What the task requires
Edit the data from the line containing "white baseboard, placing" through the line containing "<point>634,1184</point>", changing every "teal" to "turquoise" and keeping everything else unchanged. Return only those lines.

Supplied data
──────────────────────────────

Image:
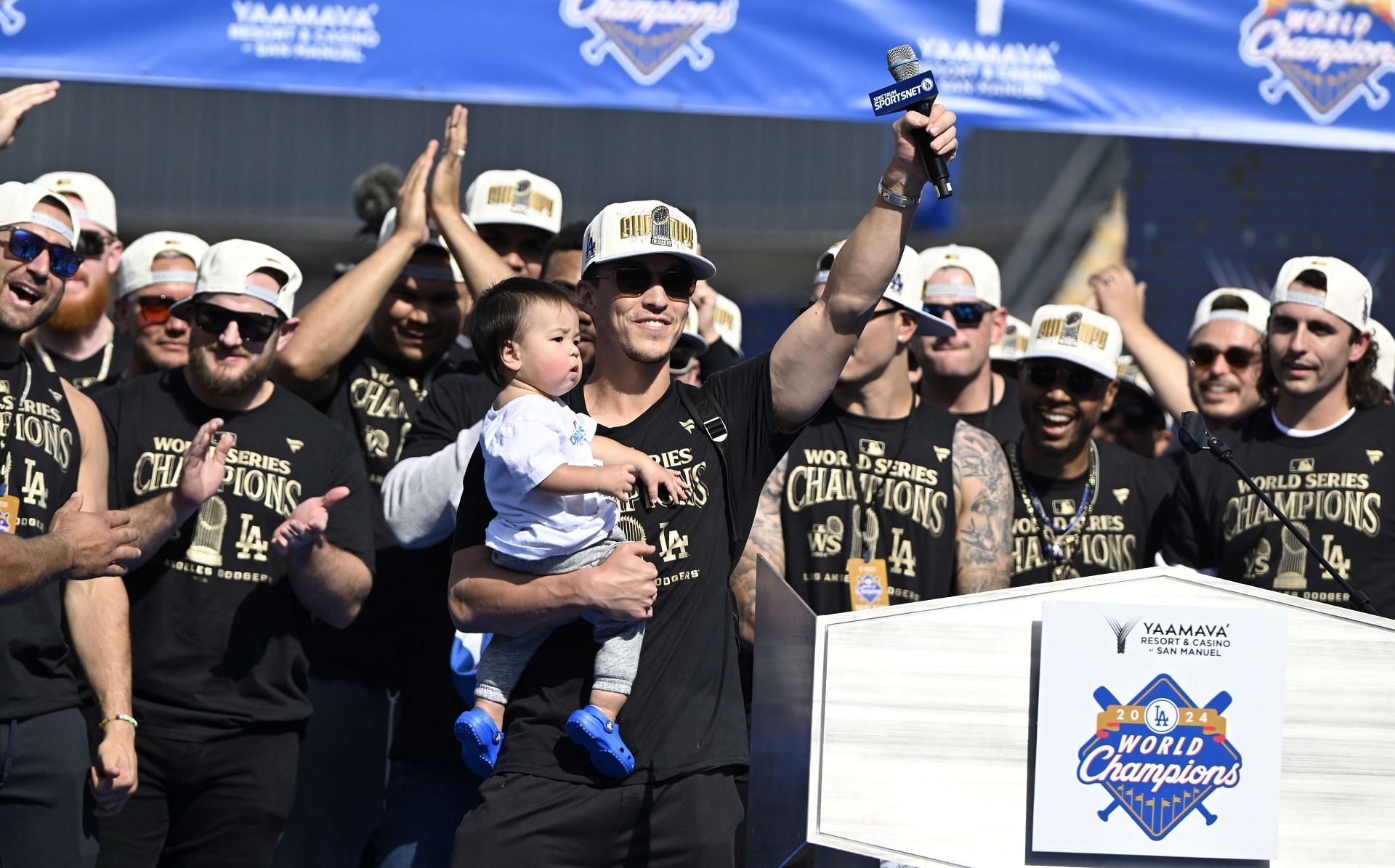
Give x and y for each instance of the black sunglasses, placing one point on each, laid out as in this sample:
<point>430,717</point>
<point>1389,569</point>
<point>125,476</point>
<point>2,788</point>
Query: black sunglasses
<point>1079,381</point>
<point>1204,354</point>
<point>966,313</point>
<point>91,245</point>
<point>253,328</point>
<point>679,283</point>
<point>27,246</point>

──────────────────────────────

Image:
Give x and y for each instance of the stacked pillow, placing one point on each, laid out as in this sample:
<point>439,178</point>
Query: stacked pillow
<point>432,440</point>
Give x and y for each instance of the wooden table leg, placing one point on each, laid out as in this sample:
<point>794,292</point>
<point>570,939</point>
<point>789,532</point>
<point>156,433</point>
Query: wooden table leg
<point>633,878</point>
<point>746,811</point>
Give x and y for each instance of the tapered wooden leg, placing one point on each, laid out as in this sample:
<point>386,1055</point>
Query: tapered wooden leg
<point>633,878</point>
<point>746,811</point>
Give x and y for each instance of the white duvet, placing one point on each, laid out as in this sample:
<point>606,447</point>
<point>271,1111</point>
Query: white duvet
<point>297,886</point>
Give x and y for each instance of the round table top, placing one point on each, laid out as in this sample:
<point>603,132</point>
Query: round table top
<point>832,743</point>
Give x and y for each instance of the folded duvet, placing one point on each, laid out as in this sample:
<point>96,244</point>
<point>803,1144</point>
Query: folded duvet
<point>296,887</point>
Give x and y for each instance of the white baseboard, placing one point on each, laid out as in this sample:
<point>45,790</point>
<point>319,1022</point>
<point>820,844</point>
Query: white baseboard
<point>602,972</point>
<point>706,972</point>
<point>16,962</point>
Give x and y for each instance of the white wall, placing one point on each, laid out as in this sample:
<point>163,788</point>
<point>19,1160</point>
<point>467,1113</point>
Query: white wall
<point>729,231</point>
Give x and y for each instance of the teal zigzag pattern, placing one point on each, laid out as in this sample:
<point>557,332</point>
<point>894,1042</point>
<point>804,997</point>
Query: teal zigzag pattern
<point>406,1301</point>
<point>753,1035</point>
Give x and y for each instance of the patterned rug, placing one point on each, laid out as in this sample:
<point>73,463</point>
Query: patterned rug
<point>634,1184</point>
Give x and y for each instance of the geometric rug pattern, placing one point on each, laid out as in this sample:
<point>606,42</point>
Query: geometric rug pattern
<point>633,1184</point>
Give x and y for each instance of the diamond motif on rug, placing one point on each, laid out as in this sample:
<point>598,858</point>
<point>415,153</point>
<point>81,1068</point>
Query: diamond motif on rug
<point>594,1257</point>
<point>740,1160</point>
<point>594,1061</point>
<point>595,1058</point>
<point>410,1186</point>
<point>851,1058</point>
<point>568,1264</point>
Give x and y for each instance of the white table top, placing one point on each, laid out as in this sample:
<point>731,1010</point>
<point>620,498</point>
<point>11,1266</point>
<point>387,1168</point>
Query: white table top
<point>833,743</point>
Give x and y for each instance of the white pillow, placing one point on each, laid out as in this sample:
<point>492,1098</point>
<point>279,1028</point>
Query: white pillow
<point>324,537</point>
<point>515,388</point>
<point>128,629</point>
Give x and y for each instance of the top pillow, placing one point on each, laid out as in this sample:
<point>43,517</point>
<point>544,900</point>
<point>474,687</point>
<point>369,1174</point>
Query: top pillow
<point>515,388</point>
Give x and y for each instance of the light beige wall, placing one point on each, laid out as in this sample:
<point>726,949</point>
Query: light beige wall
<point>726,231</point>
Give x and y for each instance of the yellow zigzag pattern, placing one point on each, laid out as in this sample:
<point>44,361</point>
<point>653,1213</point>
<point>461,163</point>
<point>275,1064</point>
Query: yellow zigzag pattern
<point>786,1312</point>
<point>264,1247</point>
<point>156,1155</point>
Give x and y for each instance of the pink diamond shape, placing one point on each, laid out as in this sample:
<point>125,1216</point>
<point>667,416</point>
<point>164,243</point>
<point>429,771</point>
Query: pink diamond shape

──────────────────────────────

Response to the exercise
Give x and y for each instance of the white baseboard, placing one point on each, laid out as in this sample:
<point>45,790</point>
<point>319,1022</point>
<point>820,844</point>
Query: white baseboard
<point>602,972</point>
<point>706,972</point>
<point>16,962</point>
Give x and y for each instance of the white wall, placing one point on each, laid out as in this sample:
<point>163,788</point>
<point>19,1160</point>
<point>467,1113</point>
Query: white wall
<point>729,231</point>
Give x and y for each instance of the turquoise zigzag pattern, placing one point on each, laid out as in this sample:
<point>557,332</point>
<point>894,1042</point>
<point>804,997</point>
Query: turquoise zigzag pattern
<point>406,1301</point>
<point>753,1035</point>
Give x and y for each instance of the patterned rug, placing one point on each, laid out as in this sample:
<point>73,463</point>
Query: patterned rug
<point>634,1184</point>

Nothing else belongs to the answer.